* [TASK GOAL] The records follow. Filter them to the lines that hold "with".

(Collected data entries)
•••
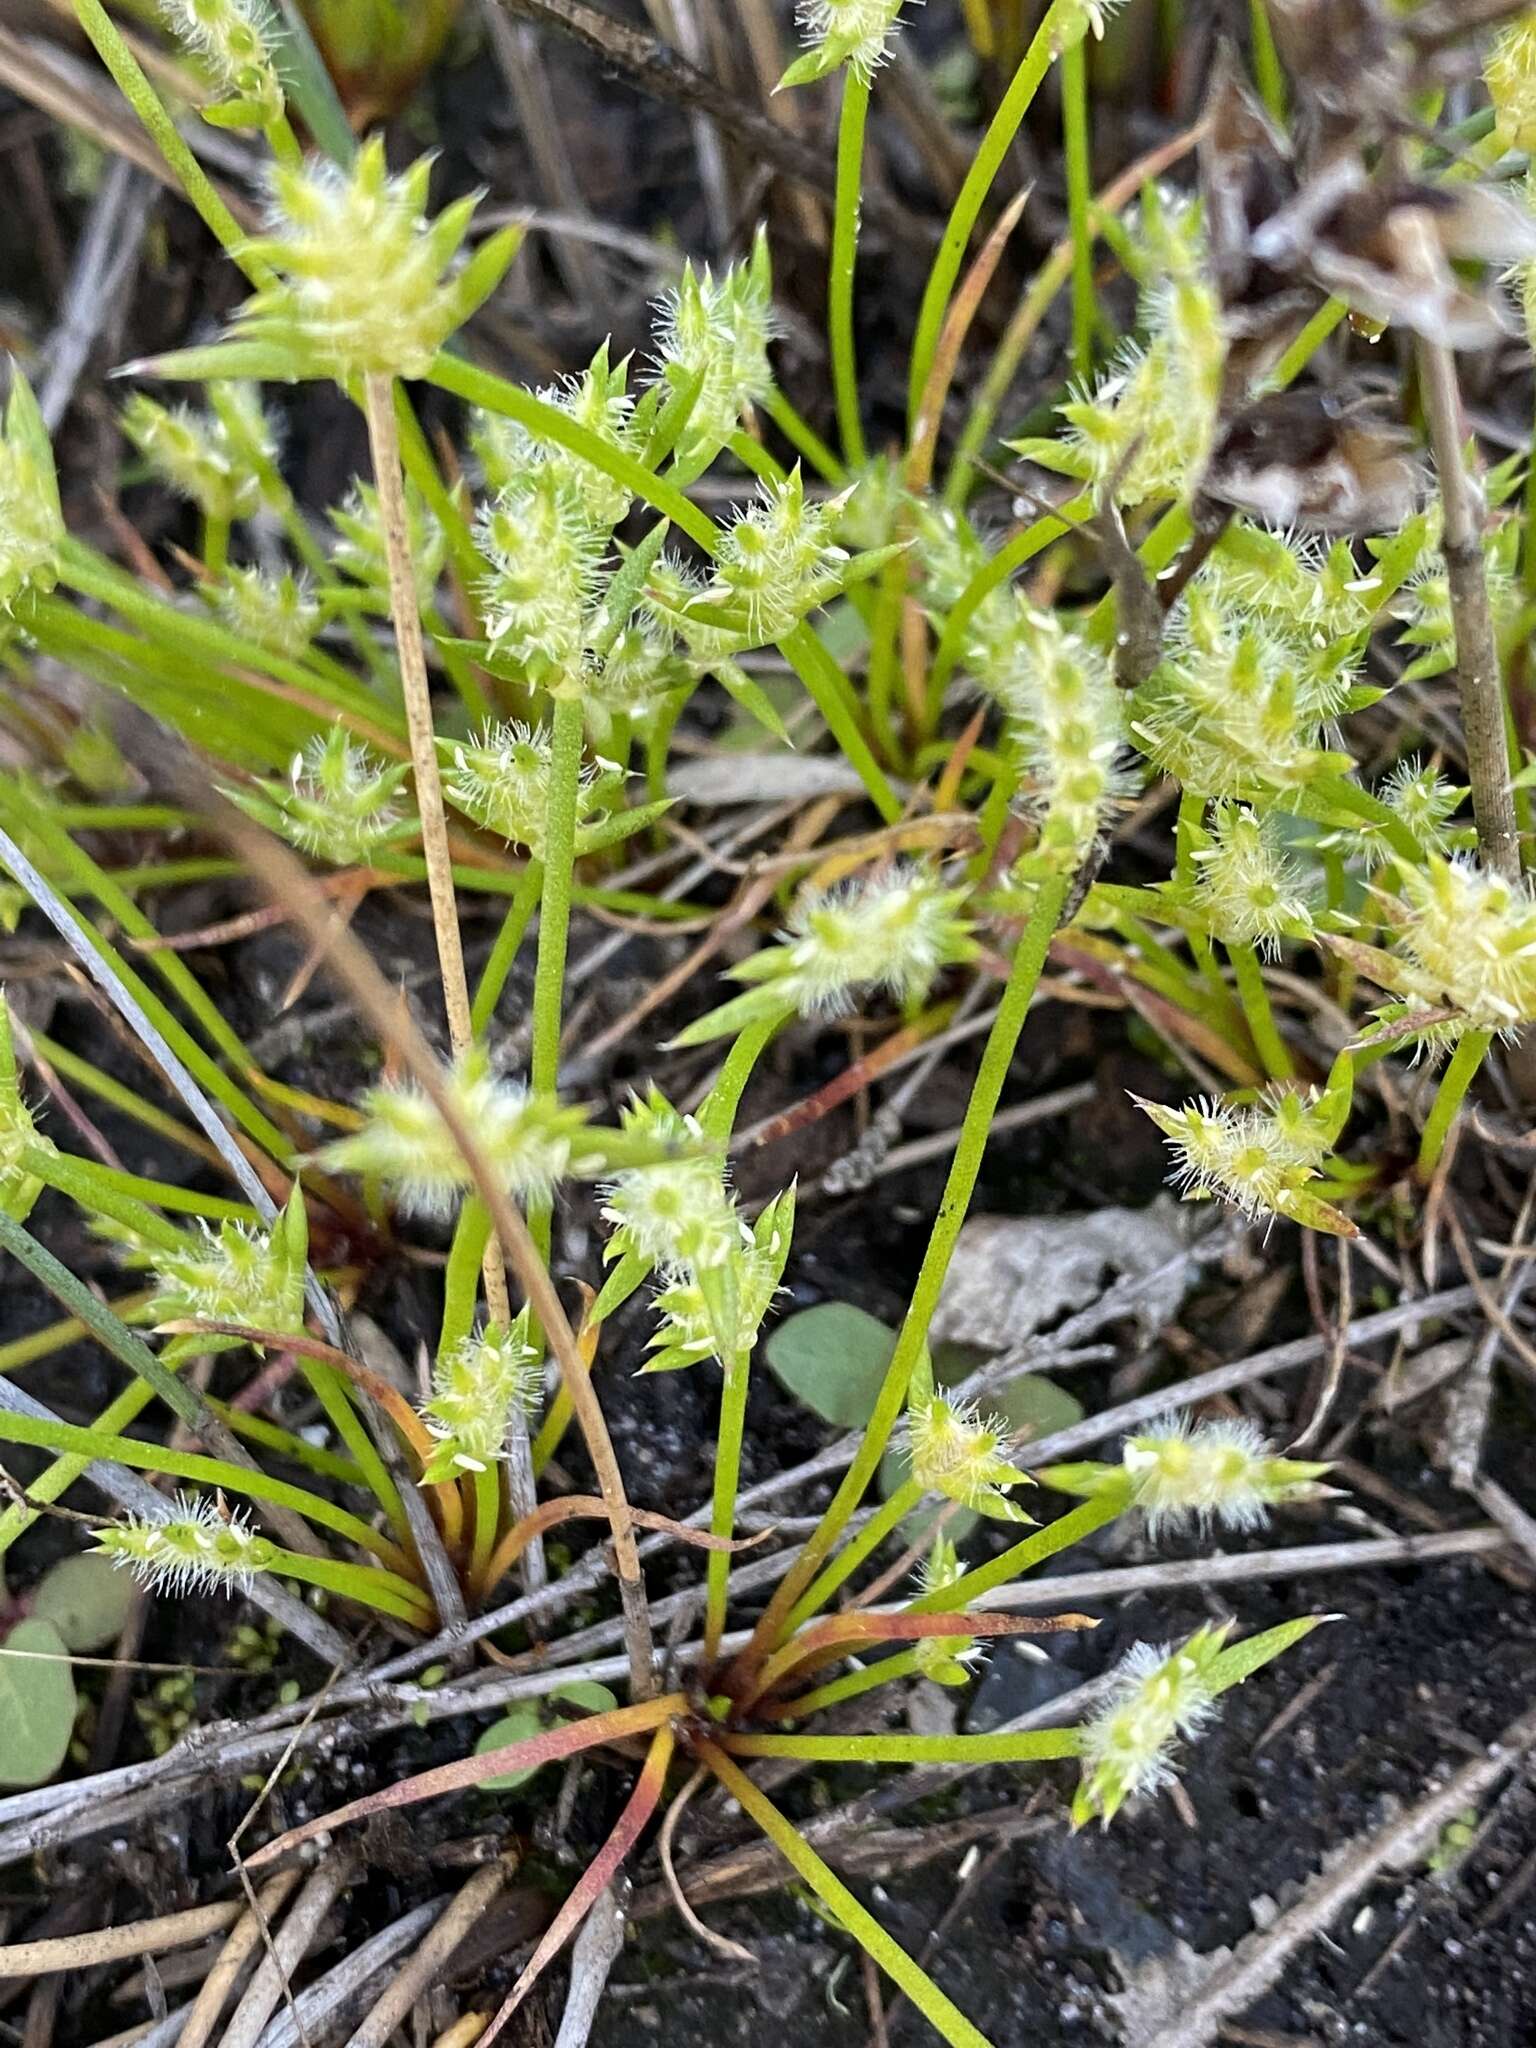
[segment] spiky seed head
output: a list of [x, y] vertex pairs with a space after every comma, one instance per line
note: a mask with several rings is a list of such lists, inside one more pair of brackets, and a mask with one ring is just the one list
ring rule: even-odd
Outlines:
•••
* [EXERCISE RESPONSE]
output: a list of [x, y] vertex pairs with a space after every comma, one instance per line
note: a mask with several rings is a list of such lists, inside one more pair of brackets, and a mask with one ring is just the one list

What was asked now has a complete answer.